▸ **Artículo**
╭──

Durante la Segunda República, España también ensayó su democracia de masas, aunque, por distintos motivos, el experimento sería un fracaso. La constitución republicana no recogía ninguna referencia a la disciplina de los parlamentarios, y se dejó que fueran los propios partidos quienes regularan internamente esta cuestión. Las minorías que no contaban con un partido consolidado no quisieron o no pudieron imponer disciplina a sus diputados. Es el caso de los Radical-Socialistas (cuya rebeldía devino en autodestrucción), del Partido Radical (los de Lerroux renunciaron a todo constreñimiento en aras de la libertad y el purismo ideológico, lo cual pagarían caro) o de Acción Republicana (Azaña nunca tuvo verdadero interés por constituir otra cosa que un partido de notables). En los dos últimos casos, la cohesión del partido se construyó en clave personalista, en torno al respeto que infundía la figura del líder, lo cual dio origen a numerosas fisuras. Sin embargo, los partidos con un aparato más fuerte y con mayor capacidad electoral, como el PSOE y la CEDA entendieron la importancia de garantizar el control de sus parlamentarios. Los socialistas crearon una Comisión Directiva para regular la actividad interna del grupo, mientras que los cedistas se dotaron de un reglamento de régimen interno exhaustivo.


A pesar de los intentos hasta cierto punto exitosos del PSOE y la CEDA por mantener la disciplina interna, lo cierto es que, en líneas generales, el parlamento de la Segunda República fue un hervidero de inestabilidad y tensión. El riesgo que entrañaba la nueva democracia de masas es que se presentaba como un sistema de bandos, con victorias o derrotas totales que podían desatar enfrentamientos si no se respetaba el “principio de compromiso” del que hablara Kelsen. En España, que a diferencia de otras naciones occidentales no había hecho la transición al gobierno de partidos desde el viejo parlamentarismo liberal y que, por tanto, no tenía una cultura política democrática, el faccionalismo desembocó en la temida guerra civil. Fueron muchos los motivos que condujeron al fracaso institucional, empezando por la redacción de una constitución que excluía y deslegitimaba el triunfo de las opciones no republicanas de izquierdas. No es el cometido de este artículo referir todos errores que acabaron con la democracia republicana. Sin embargo, sí me gustaría destacar que la precariedad de la disciplina parlamentaria lastró y desestabilizó enormemente el funcionamiento de las Cortes, y entorpeció la construcción y consolidación del sistema de partidos políticos en el que ha de fundamentarse el juego democrático.

╰──

▸ **Datos**

╭──

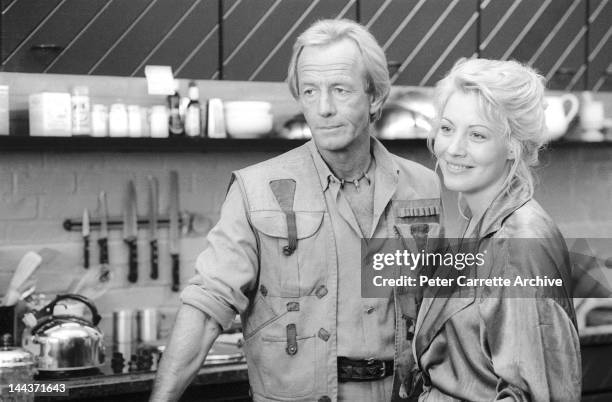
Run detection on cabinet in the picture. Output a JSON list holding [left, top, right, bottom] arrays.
[[587, 0, 612, 91], [223, 0, 357, 81], [360, 0, 478, 85], [479, 0, 587, 90], [0, 0, 612, 91]]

╰──

▸ **Tareas**
a) Responde estas preguntas según el artículo sobre la disciplina parlamentaria en la Segunda República:
(i) ¿Qué órgano crearon los socialistas para regular la actividad interna de su grupo?
(ii) ¿De qué principio habló Kelsen, según el artículo?
(iii) ¿En qué desembocó el faccionalismo en España?
b) Por favor, prosigue el artículo sobre la disciplina parlamentaria en la Segunda República a partir de su última frase.

▸ **Respuestas por tarea**
a)
(i) Una Comisión Directiva.
(ii) Del "principio de compromiso".
(iii) En la guerra civil.

b)
Después de un siglo XIX prolijo en asonadas y pronunciamientos militares, la democracia republicana de los años 30 tampoco lograría procurar estabilidad a España. El precio que habríamos de pagar por estas culpas fue demasiado alto, tanto, que tras 40 años de dictadura, los españoles no estaban dispuestos a malograr la nueva oportunidad liberal que la política les brindaba. Tampoco es pretensión de este artículo enumerar los aciertos de aquella transición, que fue exitosa más allá de cualquier anhelo revisionista. No obstante, uno de los elementos que hicieron posible la perseguida estabilidad parlamentaria fue la ordenación disciplinada de los grupos parlamentarios. Prueba de lo exitoso de nuestra consolidación democrática es que las generaciones que han pasado la mayor parte de su vida en democracia tienden a apreciar la estabilidad institucional de que disfrutamos desde hace poco más de 30 años como algo natural y dado. De ahí las tentaciones de considerar prescindible la disciplina de partido.


Sin embargo, sucede que esta herramienta no solo se ha revelado muy útil para estabilizar el parlamento, sino que constituye el principal medio para la rendición de cuentas ante los electores. El votante premia o castiga en las urnas la actuación de un partido político, al que identifica fácilmente como una unidad. No existen mecanismos de control individual que permitan a la ciudadanía fiscalizar e influir sobre el comportamiento de cada diputado. La disciplina interna no solo alienta la cultura del pacto (de la que tanto ha necesitado históricamente España); además, como ya explicó Bernard Manin, este consenso no conlleva el sacrificio del debate político: “En los intercambios en el seno del partido que preceden a los debates parlamentarios, los participantes debaten auténticamente”. A pesar de que esto mismo ha sido explicado ya por la ciencia política en multitud de ocasiones, son muchos los que insisten en la necesidad de profundizar en la autonomía parlamentaria, en la exigencia de, valga la redundancia, “democratizar la democracia”.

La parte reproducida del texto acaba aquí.